WRITTEN PROBLEM 1
Could you rewrite the records from the line with "Can you spot the lily flower" up to and including the line with "x=338, y=185", swapping "lily flower petal" for "water lily petal" and keeping everything else the same?

PALO ALTO (CBS SF / CNN) -- Elon Musk's tweets have once again come under fire from federal regulators.

The National Labor Relations Board says that Bay Area-based Tesla and its CEO engaged in illegal actions against US employees trying to organize a union. One of those actions was a tweet, now three years old, in which Musk appeared to threaten to revoke employees' valuable stock options if they voted for a union.

"Nothing stopping Tesla team at our car plant from voting union. Could do so tmrw if they wanted," the tweet reads. "But why pay union dues & give up stock options for nothing? Our safety record is 2X better than when plant was UAW & everybody already gets healthcare."

The US labor law regulator ordered Musk to delete the tweet, and it ordered Tesla to rehire a union supporter who'd been fired. Other illegal anti-union actions by Tesla cited by the labor board include interrogating employees about their union activities, and disciplining or otherwise discriminating against employees because they support the union.

As of Friday morning, the tweet had not been deleted.

The board's decision, which included no financial penalties, amounts to a slap on the wrist for Musk and Tesla.

Tesla stock has made Musk one of the world's richest people. It has also given stock options to virtually all of its employees since it went public. And even with a recent decline in Tesla shares, the price of the stock is up nearly $600 a share, or more than 1000%, since the time of tweet, making the options that had been granted to Tesla employees extremely valuable.

Tesla did not respond to a request for comment Thursday or early Friday about the labor board's action. The company did defend the tweet in 2018 when objections to it were first raised.

"Elon's tweet was simply a recognition of the fact that unlike Tesla, we're not aware of a single UAW-represented automaker that provides stock options or restricted stock units to their production employees, and UAW organizers have consistently dismissed the value of Tesla equity as part of our compensation package," a spokesperson said at that time.

The board's decision suggests the tweet could be seen as a threat to take away options that were already granted to employees, regardless of Musk's intent.

WRITTEN PROBLEM 2
In the news article about Tesla, what did the labor regulator order the company to do?

LISTED ENTRIES
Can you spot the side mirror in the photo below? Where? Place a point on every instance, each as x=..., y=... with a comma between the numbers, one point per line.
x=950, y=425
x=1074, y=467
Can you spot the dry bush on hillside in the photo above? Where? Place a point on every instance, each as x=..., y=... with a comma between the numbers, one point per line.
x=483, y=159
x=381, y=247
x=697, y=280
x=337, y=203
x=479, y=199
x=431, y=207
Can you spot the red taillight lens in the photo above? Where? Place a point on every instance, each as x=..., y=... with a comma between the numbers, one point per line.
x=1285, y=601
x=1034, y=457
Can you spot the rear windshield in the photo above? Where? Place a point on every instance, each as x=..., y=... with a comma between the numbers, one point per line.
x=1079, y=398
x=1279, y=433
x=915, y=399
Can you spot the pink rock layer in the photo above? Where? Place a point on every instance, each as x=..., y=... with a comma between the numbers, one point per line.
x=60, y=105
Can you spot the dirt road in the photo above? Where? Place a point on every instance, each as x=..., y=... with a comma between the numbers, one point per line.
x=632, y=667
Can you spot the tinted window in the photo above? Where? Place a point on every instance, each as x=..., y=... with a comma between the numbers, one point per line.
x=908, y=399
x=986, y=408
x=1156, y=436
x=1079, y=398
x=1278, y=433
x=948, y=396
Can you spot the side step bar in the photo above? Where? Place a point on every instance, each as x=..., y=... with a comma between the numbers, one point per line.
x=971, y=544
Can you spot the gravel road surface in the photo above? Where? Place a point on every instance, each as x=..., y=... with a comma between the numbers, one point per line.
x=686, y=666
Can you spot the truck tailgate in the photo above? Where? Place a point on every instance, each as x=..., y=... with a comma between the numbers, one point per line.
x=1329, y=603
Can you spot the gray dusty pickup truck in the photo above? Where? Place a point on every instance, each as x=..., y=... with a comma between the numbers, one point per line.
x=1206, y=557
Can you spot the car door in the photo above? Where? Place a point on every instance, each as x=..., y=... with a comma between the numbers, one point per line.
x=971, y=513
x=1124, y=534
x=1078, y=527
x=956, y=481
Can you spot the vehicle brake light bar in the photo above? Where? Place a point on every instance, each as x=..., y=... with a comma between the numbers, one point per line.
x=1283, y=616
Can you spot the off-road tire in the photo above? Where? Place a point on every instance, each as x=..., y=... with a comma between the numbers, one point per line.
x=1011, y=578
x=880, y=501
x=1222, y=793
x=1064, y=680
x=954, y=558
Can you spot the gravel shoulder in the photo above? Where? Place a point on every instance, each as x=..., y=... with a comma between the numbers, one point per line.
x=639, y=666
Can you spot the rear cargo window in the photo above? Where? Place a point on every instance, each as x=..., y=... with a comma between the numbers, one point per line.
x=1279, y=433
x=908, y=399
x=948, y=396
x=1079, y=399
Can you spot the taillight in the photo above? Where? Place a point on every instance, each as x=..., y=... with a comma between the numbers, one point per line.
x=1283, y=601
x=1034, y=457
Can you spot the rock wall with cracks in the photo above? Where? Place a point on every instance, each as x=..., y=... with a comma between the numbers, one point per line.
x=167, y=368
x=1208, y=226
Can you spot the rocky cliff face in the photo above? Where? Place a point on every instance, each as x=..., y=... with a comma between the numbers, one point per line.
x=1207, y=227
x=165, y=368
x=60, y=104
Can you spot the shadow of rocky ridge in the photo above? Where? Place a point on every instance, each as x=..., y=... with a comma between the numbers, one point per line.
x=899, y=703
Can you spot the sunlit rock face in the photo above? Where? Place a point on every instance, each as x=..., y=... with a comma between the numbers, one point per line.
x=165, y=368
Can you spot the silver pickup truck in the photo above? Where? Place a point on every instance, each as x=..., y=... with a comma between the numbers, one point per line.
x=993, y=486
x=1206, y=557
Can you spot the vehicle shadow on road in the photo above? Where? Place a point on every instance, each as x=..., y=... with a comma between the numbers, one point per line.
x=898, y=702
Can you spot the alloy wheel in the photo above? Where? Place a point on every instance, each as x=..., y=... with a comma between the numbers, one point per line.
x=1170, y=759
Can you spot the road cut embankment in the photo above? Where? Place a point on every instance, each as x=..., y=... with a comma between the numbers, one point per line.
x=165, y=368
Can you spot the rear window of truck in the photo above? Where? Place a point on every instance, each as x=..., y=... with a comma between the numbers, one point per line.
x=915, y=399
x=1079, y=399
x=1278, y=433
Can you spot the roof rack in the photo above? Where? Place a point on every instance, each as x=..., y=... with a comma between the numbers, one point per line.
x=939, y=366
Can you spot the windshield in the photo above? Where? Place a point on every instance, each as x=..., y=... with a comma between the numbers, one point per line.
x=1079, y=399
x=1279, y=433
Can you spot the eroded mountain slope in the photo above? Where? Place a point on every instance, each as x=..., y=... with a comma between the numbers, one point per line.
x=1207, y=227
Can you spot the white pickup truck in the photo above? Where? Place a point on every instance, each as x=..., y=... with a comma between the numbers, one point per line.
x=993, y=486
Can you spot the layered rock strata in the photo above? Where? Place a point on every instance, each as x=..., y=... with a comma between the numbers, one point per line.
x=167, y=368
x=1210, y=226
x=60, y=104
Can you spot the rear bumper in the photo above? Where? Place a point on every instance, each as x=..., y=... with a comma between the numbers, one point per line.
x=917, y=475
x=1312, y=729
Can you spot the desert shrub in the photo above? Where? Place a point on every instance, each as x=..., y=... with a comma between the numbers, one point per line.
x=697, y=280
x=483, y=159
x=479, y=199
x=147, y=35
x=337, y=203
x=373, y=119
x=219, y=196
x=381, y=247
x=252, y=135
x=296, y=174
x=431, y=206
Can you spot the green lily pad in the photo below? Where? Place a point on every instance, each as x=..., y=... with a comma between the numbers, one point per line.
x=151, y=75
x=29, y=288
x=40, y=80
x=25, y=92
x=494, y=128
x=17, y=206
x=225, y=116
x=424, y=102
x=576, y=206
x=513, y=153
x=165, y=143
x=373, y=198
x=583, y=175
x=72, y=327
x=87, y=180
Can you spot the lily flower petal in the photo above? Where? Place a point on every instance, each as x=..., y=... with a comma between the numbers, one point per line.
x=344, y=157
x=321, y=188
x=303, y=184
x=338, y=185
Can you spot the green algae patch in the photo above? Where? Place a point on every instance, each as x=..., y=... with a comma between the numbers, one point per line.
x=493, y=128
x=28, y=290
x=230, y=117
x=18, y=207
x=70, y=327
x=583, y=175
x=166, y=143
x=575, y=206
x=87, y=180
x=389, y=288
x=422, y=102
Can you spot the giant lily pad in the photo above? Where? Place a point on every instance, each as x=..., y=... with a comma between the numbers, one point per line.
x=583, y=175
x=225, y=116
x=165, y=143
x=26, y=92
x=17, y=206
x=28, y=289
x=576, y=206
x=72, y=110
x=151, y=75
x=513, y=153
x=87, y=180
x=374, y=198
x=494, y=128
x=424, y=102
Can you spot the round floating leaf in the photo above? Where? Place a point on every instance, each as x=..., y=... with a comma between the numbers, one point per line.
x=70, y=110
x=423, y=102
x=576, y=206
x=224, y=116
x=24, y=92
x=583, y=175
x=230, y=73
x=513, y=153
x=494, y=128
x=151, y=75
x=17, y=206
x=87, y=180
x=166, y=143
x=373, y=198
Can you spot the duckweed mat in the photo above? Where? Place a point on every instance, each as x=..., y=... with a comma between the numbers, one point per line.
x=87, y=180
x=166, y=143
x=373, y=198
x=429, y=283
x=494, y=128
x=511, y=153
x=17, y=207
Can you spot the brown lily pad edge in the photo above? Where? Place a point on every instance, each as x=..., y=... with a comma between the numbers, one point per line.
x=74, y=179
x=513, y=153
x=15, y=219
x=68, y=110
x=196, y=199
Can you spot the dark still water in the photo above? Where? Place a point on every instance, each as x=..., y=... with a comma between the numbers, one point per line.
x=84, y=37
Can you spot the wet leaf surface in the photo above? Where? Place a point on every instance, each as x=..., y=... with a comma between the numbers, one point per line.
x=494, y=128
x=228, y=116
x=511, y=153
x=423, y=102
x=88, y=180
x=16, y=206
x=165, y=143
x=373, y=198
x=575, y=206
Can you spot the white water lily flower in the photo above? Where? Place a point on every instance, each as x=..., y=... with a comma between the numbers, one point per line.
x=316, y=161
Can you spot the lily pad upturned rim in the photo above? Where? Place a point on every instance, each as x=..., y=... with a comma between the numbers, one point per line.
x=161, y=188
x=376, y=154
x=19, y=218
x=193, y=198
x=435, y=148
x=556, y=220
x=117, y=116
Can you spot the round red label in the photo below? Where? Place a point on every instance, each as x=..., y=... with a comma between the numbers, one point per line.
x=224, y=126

FINAL ANSWER 1
Can you spot the water lily petal in the photo above? Where? Place a point on every instance, each as x=..., y=... with a comma between the numbers, one point per line.
x=344, y=157
x=321, y=188
x=303, y=184
x=338, y=185

FINAL ANSWER 2
It ordered Tesla to rehire a union supporter who had been fired.